▶ **Problem set**:
1 - According to the Nephromyces article, who first described the genus, and in what year?
2 - Continue the Nephromyces article from the point where it ends.

▶ **Page excerpt**:
+--

Nephromyces

Scientific classification
- Domain: Eukaryota
- (unranked): SAR
- (unranked): Alveolata
- Phylum: Apicomplexa
- Class: Aconoidasida
- Order: Achromatorida
- Family: Haemohormidiidae
- Genus: Nephromyces Giard, 1888
- Species: Nephromyces molgularum Giard, 1888 Nephromyces rosocovitanus Giard, 1888 Nephromyces sorokini Giard, 1888

= Nephromyces =

Genus of single-celled organisms

Nephromyces is a genus of apicomplexans that are symbionts of the ascidian genus Molgula (sea grapes).

== Systematics ==
Nephromyces was first described in 1888 by Alfred Mathieu Giard as a chytrid fungus, because of its filamentous cells. He formally named three species, each corresponding to a different species of the host animal. Molecular phylogenetics later showed that Nephromyces are not actually fungi, but instead constitute a group within the Apicomplexa that is related to the Piroplasmida.

+--

▶ **Dataset extract**:
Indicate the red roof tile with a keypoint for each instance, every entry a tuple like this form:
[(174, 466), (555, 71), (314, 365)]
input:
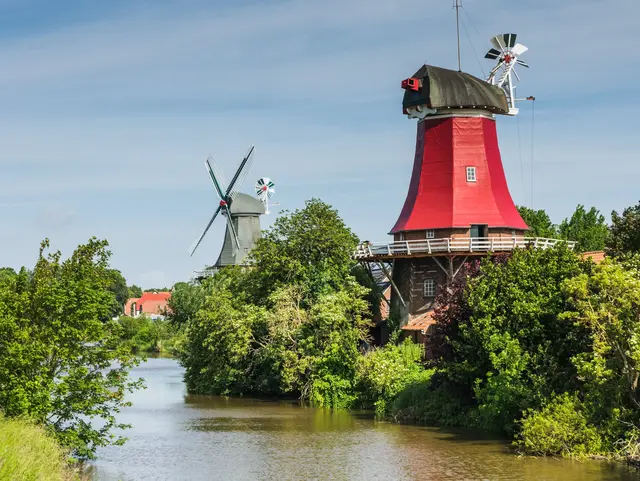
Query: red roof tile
[(151, 302), (420, 322)]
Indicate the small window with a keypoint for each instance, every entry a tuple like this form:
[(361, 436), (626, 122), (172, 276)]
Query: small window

+--

▶ **Task-by-task outputs**:
1 - Alfred Mathieu Giard, in 1888.

2 -
=== Species of Nephromyces ===
- Nephromyces molgularum Giard, 1888
- Nephromyces rosocovitanus Giard, 1888
- Nephromyces sorokini Giard, 1888

== Description ==

Nephromyces is found in the lumen of the renal sac of its host animals. The renal sac is a closed, fluid-filled structure that is derived from the epicardium during development. There are different cell types (at least seven in Nephromyces from Molgula manhattensis) which appear to be different life cycle stages, as the different types appear in a consistent sequence after initial infection of the host animal. However, in a mature infection, different stages simultaneously co-occur in the same host individual. They include filaments (trophic stages), spores, motile but non-flagellated cells, and biflagellated swarmer cells. The non-flagellated motile cells resemble the sporozoites of other apicomplexans, while the spores contain structures that resemble the rhoptries of the apical complex, another typical apicomplexan feature.

== Symbiosis ==
Nephromyces is specific to the family Molgulidae, and has been found in species of Molgula and at least one other molgulid genus, Bostrichobranchus (B. pilularis). Every wild-collected adult Molgula animal examined has been found to contain Nephromyces, suggesting that it is a beneficial symbiont rather than a parasite; this makes Nephromyces an exception among apicomplexans, which are usually parasitic on their animal hosts. However, animals without Nephromyces can be obtained by spawning and raising them in filtered seawater. These symbiont-free animals have been used to study the Nephromyces life cycle. Nephromyces is released into surrounding seawater when its host dies, and cells of Nephromyces can remain alive and infective for at least 29 days outside of a host.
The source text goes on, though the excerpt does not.